▶ **REQUIRED WORK**:
1. In the excerpt on how discoveries arise, what distinguishes eureka intuition from serendipity?
2. Does each statement agree with the excerpt on how discoveries arise? (a) Beveridge worked as a British animal pathologist. (b) Beveridge holds that discoveries breaking new ground can usually be foreseen. (c) Intuition from random juxtaposition of ideas depends on contact with the external world.
3. Can you pick up the excerpt on how discoveries arise and carry it on from its final sentence?

▶ **EXCERPT**:
While the two disciplines employ language in different ways, they are kindred in their creative process. W.I.B. Beveridge, a British animal pathologist, has written several useful books about the mental procedures that lead to new ideas, whether in science, art or any other imaginative enterprise. “Most discoveries that break new ground,” he asserts, “are by their very nature unforeseeable.” The process is not purely rational, but dependent upon chance, intuition and imagination. He analyzes the part that chance plays by delineating three different types of discovery in which it is a vital factor: intuition from random juxtaposition of ideas, which is an entirely mental process; eureka intuition, which results from interaction of mental activity with the external world; and serendipity, which is found externally without an active mental contribution.

[Dataset records on object locations]
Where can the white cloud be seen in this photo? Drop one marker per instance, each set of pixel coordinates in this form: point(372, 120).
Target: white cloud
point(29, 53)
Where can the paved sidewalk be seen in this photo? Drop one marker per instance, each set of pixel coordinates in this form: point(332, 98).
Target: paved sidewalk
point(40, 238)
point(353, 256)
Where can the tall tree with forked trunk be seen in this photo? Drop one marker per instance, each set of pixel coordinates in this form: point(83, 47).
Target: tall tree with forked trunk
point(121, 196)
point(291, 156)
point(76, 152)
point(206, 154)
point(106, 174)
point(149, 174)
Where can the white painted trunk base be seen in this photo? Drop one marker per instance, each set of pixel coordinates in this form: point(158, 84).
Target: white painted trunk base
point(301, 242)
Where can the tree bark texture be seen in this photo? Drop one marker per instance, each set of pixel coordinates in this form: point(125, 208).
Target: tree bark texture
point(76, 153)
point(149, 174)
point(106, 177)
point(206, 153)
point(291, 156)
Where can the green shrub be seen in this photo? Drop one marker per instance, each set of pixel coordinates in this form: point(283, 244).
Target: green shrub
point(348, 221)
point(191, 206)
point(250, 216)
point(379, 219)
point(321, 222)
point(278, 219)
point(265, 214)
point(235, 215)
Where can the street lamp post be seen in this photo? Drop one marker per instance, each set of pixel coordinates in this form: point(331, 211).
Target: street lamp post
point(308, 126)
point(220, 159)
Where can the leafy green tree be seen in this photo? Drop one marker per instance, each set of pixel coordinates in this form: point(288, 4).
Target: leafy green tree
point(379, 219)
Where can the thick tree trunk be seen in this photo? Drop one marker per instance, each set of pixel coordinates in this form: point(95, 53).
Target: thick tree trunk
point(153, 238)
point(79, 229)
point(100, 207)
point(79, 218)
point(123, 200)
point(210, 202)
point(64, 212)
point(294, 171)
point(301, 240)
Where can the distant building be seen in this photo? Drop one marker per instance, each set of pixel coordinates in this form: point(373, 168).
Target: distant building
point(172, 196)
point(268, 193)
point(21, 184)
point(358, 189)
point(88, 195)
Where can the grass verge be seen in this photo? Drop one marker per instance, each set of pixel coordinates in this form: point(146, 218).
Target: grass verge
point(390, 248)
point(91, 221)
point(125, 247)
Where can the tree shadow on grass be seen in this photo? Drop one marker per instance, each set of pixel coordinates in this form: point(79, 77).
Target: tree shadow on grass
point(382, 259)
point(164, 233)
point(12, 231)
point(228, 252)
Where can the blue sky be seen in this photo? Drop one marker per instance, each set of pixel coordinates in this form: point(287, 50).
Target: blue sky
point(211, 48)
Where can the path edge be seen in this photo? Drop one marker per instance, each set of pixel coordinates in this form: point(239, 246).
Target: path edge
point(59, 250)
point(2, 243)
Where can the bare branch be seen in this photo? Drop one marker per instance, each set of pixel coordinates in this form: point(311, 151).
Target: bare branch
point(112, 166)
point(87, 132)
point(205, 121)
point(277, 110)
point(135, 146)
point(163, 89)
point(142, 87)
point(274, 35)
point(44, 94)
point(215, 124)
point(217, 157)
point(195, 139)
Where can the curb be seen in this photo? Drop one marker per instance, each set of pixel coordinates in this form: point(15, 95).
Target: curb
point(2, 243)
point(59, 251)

▶ **RESPONSES TO THE TASKS**:
1. Eureka intuition results from the interaction of mental activity with the external world. Serendipity is found externally without any active mental contribution.

2.
(a) Yes: "W.I.B. Beveridge, a British animal pathologist"
(b) No: "Most discoveries that break new ground," he asserts, "are by their very nature unforeseeable."
(c) No: "intuition from random juxtaposition of ideas, which is an entirely mental process"

3.
Random intuition links apparently unconnected ideas or information to form a new, meaningful relationship. It is like those children’s books with the pages split in half. You combine a lumberjack’s torso with a ballerina’s legs, and–presto–a chimera is born. Eureka intuition is best represented by two classic examples. While visiting the baths, Archimedes suddenly awoke to a significant principle that would enable him to measure the volume of an object based upon the amount of water it displaced. At the time he had been wrestling with a royal problem. The ruler Hiero suspected that he had been cheated by the goldsmith who had crafted his crown. Archimedes’ job was to determine the volume of the crown, so as to learn, from its weight, whether or not it had been made of pure gold. The Roman architect Vitruvius recounts the eureka moment of Archimedes’ discovery:

When he went down into the bathing pool he observed that the amount of water which flowed outside the pool was equal to the amount of his body that was immersed. Since this fact indicated the method of explaining the case, he did not linger, but moved with delight he leapt out of the pool, and going home naked, cried aloud that he had found exactly what he was seeking. For as he ran he shouted in Greek: eureka, eureka.

The second classic example is that of Isaac Newton who watched an apple fall from a tree and saw in its motion the same force that governs the moon’s attraction to the earth. Eureka intuitions occur, Beveridge explains, when one “seeks random stimulation from outside the problem,” and they “evoke the exclamation ‘I have found it!'”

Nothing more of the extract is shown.